━━ DATA EXCERPTS ━━

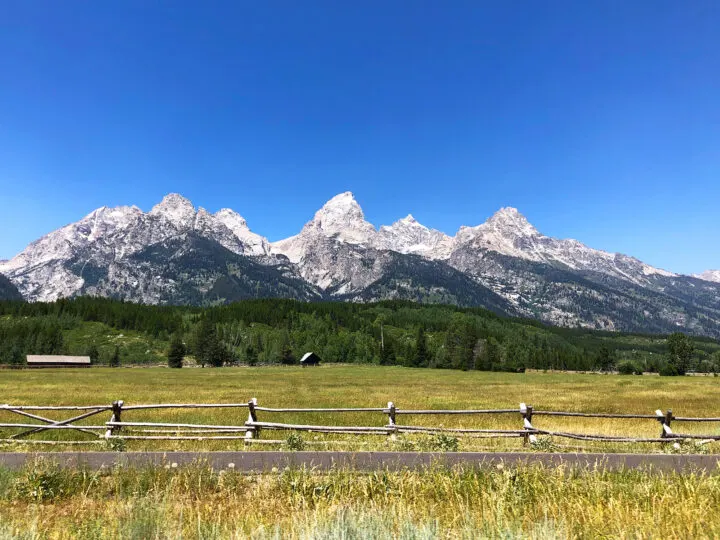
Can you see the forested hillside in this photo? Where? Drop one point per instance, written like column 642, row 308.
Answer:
column 8, row 291
column 280, row 331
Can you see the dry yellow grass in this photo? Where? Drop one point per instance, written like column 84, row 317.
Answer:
column 371, row 386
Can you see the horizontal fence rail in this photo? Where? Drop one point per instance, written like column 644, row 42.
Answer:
column 250, row 431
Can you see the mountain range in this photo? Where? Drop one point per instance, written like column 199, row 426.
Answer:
column 176, row 253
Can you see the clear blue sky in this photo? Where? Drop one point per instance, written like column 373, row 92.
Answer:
column 599, row 120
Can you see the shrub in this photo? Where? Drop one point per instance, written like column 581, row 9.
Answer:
column 41, row 481
column 295, row 442
column 669, row 370
column 629, row 368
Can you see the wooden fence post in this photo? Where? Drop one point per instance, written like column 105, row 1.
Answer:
column 116, row 417
column 526, row 412
column 252, row 418
column 665, row 420
column 391, row 420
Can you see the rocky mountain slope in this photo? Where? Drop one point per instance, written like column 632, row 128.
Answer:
column 8, row 291
column 176, row 253
column 710, row 275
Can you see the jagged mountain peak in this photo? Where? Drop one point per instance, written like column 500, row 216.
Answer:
column 709, row 275
column 176, row 209
column 407, row 235
column 230, row 216
column 510, row 220
column 342, row 217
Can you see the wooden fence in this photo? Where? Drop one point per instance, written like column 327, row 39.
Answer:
column 120, row 427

━━━

◆ **WRITTEN PROBLEM**: Rewrite every one of the lines above, substituting "Place one point on each instance" for each occurrence of "Drop one point per instance" and leaving all other wording unchanged. Omit the pictures from your version.

◆ **TASK SOLUTION**:
Can you see the forested hillside in this photo? Where? Place one point on each instance, written like column 642, row 308.
Answer:
column 8, row 291
column 280, row 331
Can you see the dry yellow grass in this photo? Where? Place one point on each instance, written like column 84, row 317.
Answer:
column 371, row 386
Can you see the horizontal fence rail in this photo? Where? Place one point on each instance, written like column 644, row 42.
Answer:
column 250, row 431
Can you see the mountain range in this photo? Where? Place one point on each instance, written like column 199, row 426.
Answer:
column 176, row 253
Can you see the clear blue sky in this photo? Where? Place one point on each instance, written like column 373, row 92.
Answer:
column 599, row 120
Can you see the shrub in this photo? Where? Place one point on each instance, written like column 581, row 9.
Answer:
column 41, row 481
column 295, row 442
column 669, row 370
column 629, row 368
Can you see the wooden fence post in this photo? Where? Place one point on each instance, written like column 105, row 1.
Answer:
column 116, row 417
column 526, row 412
column 252, row 418
column 665, row 420
column 391, row 420
Can you see the rocky mountain slope in this photo? Where? Place one point on each instance, written like column 632, row 128.
Answer:
column 8, row 291
column 176, row 253
column 710, row 275
Can you see the jagged mountain peak in this photo? Where? Place one point on each instance, written like column 500, row 216.
Answer:
column 709, row 275
column 176, row 209
column 407, row 235
column 230, row 216
column 510, row 220
column 342, row 217
Can you see the wooden fence in this photo? Where? Place one point on each instance, written like column 327, row 39.
Answer:
column 120, row 427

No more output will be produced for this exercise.